> _Supplied records_
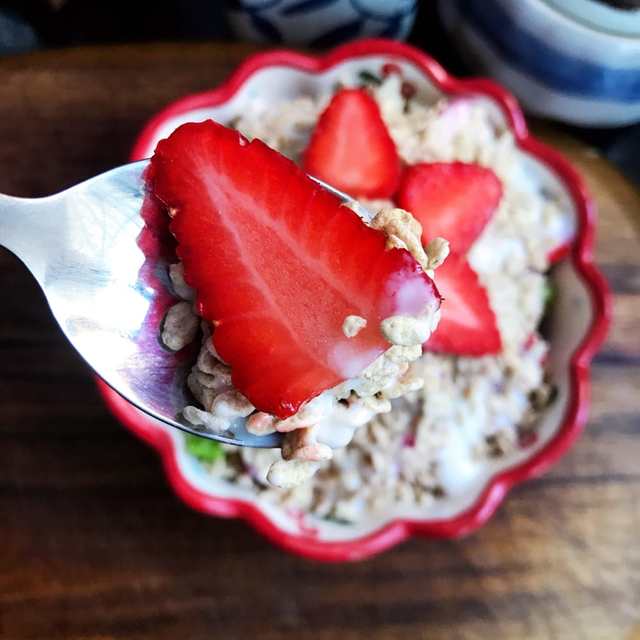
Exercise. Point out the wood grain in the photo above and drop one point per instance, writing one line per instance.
(93, 544)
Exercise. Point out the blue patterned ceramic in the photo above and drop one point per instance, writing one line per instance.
(320, 23)
(574, 60)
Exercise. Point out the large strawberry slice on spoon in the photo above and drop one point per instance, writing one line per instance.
(278, 263)
(468, 324)
(351, 149)
(453, 200)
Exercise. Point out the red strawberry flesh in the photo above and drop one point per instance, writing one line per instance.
(452, 200)
(467, 322)
(277, 264)
(351, 148)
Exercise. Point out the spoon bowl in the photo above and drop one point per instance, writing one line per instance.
(109, 294)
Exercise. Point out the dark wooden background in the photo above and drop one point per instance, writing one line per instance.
(93, 544)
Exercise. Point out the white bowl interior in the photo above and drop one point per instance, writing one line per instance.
(571, 316)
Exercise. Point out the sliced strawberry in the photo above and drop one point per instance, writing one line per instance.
(351, 149)
(467, 325)
(453, 200)
(278, 263)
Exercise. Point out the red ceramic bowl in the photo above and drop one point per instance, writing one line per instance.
(578, 324)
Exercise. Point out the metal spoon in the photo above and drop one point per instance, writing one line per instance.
(81, 245)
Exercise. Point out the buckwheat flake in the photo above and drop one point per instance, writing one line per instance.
(352, 326)
(180, 326)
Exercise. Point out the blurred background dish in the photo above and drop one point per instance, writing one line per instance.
(576, 61)
(320, 23)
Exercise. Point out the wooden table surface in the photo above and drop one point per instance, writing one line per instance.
(94, 545)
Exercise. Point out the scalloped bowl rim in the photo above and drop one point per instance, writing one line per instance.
(580, 253)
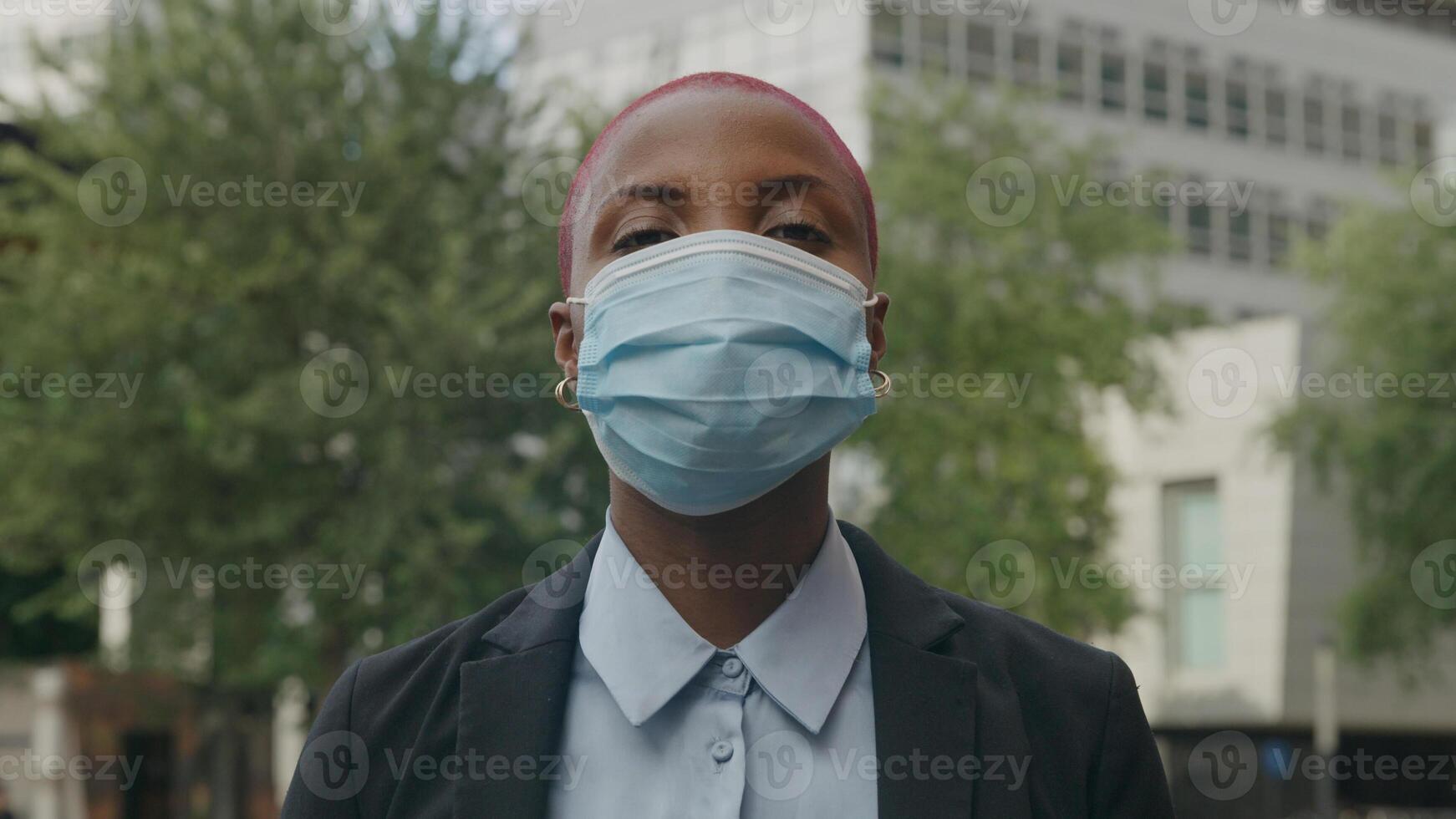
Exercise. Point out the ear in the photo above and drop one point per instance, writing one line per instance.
(564, 335)
(877, 329)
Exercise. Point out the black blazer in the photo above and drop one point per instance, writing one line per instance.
(441, 725)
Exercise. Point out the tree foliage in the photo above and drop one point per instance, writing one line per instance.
(216, 310)
(1053, 296)
(1389, 454)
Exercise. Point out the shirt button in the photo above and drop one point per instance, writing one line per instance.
(721, 751)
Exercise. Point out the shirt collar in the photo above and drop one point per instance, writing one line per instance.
(800, 655)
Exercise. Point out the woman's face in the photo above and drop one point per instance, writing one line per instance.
(715, 159)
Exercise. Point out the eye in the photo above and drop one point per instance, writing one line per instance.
(798, 230)
(643, 237)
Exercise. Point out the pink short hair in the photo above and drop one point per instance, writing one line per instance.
(714, 80)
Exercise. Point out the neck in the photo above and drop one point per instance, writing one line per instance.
(725, 573)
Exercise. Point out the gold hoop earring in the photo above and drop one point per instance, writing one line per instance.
(561, 394)
(883, 389)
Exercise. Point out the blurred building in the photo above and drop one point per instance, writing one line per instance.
(1301, 104)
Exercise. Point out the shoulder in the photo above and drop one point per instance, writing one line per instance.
(1061, 685)
(1022, 646)
(396, 685)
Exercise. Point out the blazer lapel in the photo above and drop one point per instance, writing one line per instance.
(513, 705)
(925, 701)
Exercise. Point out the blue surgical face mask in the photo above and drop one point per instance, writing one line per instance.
(716, 365)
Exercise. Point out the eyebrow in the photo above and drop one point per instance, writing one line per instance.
(676, 190)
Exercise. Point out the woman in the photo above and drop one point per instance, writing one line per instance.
(725, 648)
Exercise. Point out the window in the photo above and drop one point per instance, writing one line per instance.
(1196, 95)
(935, 41)
(1316, 223)
(1026, 54)
(1279, 235)
(1200, 229)
(886, 43)
(1069, 67)
(1423, 141)
(1241, 235)
(1275, 125)
(980, 47)
(1114, 79)
(1236, 96)
(1314, 124)
(1155, 88)
(1352, 131)
(1193, 532)
(1389, 130)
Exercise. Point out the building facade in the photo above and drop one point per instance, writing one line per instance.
(1305, 105)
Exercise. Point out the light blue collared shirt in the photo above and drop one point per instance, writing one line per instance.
(664, 725)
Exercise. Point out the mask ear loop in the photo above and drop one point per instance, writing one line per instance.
(561, 394)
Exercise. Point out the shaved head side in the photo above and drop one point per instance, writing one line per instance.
(710, 80)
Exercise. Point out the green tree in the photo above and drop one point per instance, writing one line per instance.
(995, 275)
(1391, 457)
(229, 194)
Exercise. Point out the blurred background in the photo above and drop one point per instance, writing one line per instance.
(1173, 343)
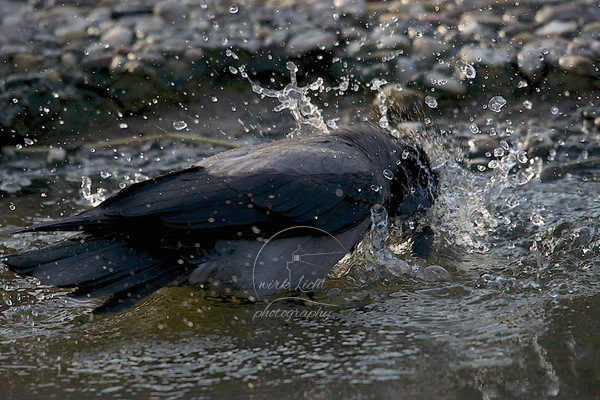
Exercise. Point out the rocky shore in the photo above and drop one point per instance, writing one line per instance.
(67, 65)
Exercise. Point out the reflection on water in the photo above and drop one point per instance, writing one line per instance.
(518, 318)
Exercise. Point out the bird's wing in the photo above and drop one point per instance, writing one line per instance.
(249, 189)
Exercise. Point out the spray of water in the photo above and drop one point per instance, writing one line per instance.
(308, 117)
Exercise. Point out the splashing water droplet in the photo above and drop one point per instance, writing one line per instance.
(467, 69)
(431, 101)
(179, 125)
(496, 103)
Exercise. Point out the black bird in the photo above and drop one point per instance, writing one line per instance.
(238, 219)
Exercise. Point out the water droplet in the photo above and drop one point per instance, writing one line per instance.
(179, 125)
(467, 69)
(431, 101)
(522, 84)
(496, 103)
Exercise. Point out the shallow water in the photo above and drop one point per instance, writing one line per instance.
(518, 318)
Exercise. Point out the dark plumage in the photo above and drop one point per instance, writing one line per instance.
(233, 219)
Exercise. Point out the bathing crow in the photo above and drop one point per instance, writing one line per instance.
(255, 219)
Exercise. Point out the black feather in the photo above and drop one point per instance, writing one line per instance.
(210, 220)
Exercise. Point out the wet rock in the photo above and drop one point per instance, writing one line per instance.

> _Goal_
Update all of the items above by replacing "drop one point" with "place one point" and leaving everything else unchanged. Omit the pictures from your answer.

> _Answer to this task_
Exercise. Point out the wood grain in the photo above and place one point per instance, writing one line per instance.
(93, 544)
Exercise. Point out the blue patterned ceramic in the photo above and place one point per instance, writing one line per instance.
(320, 23)
(574, 60)
Exercise. Point out the large strawberry slice on spoon in the photo above and place one point per instance, writing one line per instance.
(278, 263)
(468, 324)
(351, 149)
(453, 200)
Exercise. Point out the red strawberry flesh in the photo above and place one point per instance, writing one line per instance.
(452, 200)
(467, 322)
(277, 264)
(351, 148)
Exercise. Point out the spoon bowl in the photo above and place one point per instance, writing one line per instance.
(109, 294)
Exercise. Point out the dark wooden background in the photo above and place one point per instance, writing one line per instance.
(93, 544)
Exercise. Point out the white bowl interior in the photo above and place one point per instance, writing one line per instance.
(571, 316)
Exercise. Point out the sliced strawberry in the photo above and place one point per instance, writing one line per instance.
(351, 149)
(467, 325)
(453, 200)
(278, 263)
Exercise. Point out the red ceramic bowl in the photo above and place one point per instance, writing one line per instance.
(578, 324)
Exercise. Point out the metal spoon in the photo above and place one point per instance, writing one line per instance.
(81, 245)
Exercise. Point out the buckwheat flake in the photo above and place one point per instance, writing one line per instance.
(352, 326)
(180, 326)
Exercise. Point out the blurred background dish in the photo above and place one point per instance, writing one line per instance.
(576, 61)
(320, 23)
Exercise. Point out the wooden table surface in the photo above and place one point per instance, writing one line per instance.
(94, 545)
Exercise. Point out the scalloped bowl rim in the photo above and place one point per instance, writing one line per instance.
(580, 253)
Exercise. Point out the ear in the photo above and place one point per instance, writing one line per instance.
(564, 335)
(877, 329)
Exercise. Point out the black blazer in the photo above and place one point per instance, writing one line per instance.
(441, 725)
Exercise. Point out the tree foliage in the photo above and place one point per instance, writing one line per instance.
(216, 310)
(1053, 296)
(1389, 454)
Exercise. Point out the shirt button in the photo above and place one point per instance, writing one line per instance.
(721, 751)
Exercise. Point out the shirt collar in the photo above and place one point per instance, writing one line per instance.
(800, 655)
Exercise. Point out the woman's face in the photo above and place one point per instance, writing one line per instance.
(715, 159)
Exercise. Point out the eye in the photo above and place one point per instance, writing one line per instance.
(798, 230)
(643, 237)
Exercise. Point out the pink short hair in the photo above and place one point per instance, writing one line per instance.
(714, 80)
Exercise. Point out the neck in the photo above and place one point per instance, writing one line per instance.
(725, 573)
Exercise. Point out the gold hoop earring in the photo above and place one point per instance, writing one line per instance.
(561, 394)
(883, 389)
Exercise. Point out the blurred building in the photo above and place one point per instance, writing one line per instance.
(1301, 104)
Exercise. Point out the shoulder in the photo above and place one point per instance, writing one line per instance.
(1061, 685)
(1022, 646)
(396, 685)
Exercise. Point out the blazer lapel in the photo above and place one point per instance, writing one line per instance.
(513, 705)
(925, 701)
Exercise. Point out the blue surgical face mask in the photo above and place one point per instance, writing one line per instance.
(716, 365)
Exercise. Point out the eyebrow in the photo above and place one point per instance, writing one line per instance.
(676, 190)
Exercise. Point out the woman in the photo above and place one point per instance, writing one line per instance.
(725, 648)
Exercise. Point out the window in the photo above and place one point per instance, writing one line per instance.
(1196, 95)
(935, 41)
(1316, 223)
(1026, 54)
(1279, 235)
(1200, 229)
(886, 43)
(1069, 67)
(1423, 141)
(1241, 235)
(1275, 125)
(980, 47)
(1114, 79)
(1236, 96)
(1314, 124)
(1155, 88)
(1352, 131)
(1193, 532)
(1389, 130)
Exercise. Point out the building facade in the photo above and place one point per instance, writing one line per instance.
(1305, 105)
Exercise. Point out the light blue collared shirt in the photo above and place one point per instance, writing one line per instance.
(664, 725)
Exercise. Point out the mask ear loop in the photo above and place one point per instance, writing one line per instance.
(561, 394)
Exercise. Point out the shaved head side in the photo above and place one point per instance, writing one line per instance.
(710, 80)
Exercise. Point out the green tree in the photo above and place one point per instance, writing one line per instance.
(995, 275)
(1391, 457)
(229, 194)
Exercise. Point out the blurred background in the photo above and place one point per instance, writing one line per instance.
(1173, 343)
Exercise. Point out the rocky shore in the photo above and place one point per instance, writing one line per instance.
(67, 65)
Exercise. Point out the reflection on water in the photo above and place one point per instance, writing one line per instance.
(518, 318)
Exercise. Point out the bird's wing in the photo above and place one point per instance, writing one line per instance.
(249, 189)
Exercise. Point out the spray of water in the photo above and place one point per instance, writing one line per instance.
(308, 117)
Exercise. Point out the splashing water droplet in the photo above and place one point per instance, writing one line per instance.
(467, 69)
(431, 101)
(179, 125)
(496, 103)
Exercise. Point out the black bird in the photo above and place one point per instance, writing one line per instance.
(238, 219)
Exercise. Point out the water droplet in the photo above and place one point per instance, writing one line per instance.
(179, 125)
(467, 69)
(431, 101)
(522, 84)
(496, 103)
Exercise. Point out the shallow water in the photo above and place one point per instance, writing one line per instance.
(518, 318)
Exercise. Point out the dark plumage in the photo above and place one point per instance, writing one line per instance.
(233, 219)
Exercise. Point out the bathing crow in the photo above and place one point per instance, writing one line per instance.
(255, 219)
Exercise. Point out the black feather in the photo above and place one point per instance, writing one line per instance.
(210, 220)
Exercise. Point out the wet rock in the photo above and place one point per instance, writing one line per instance.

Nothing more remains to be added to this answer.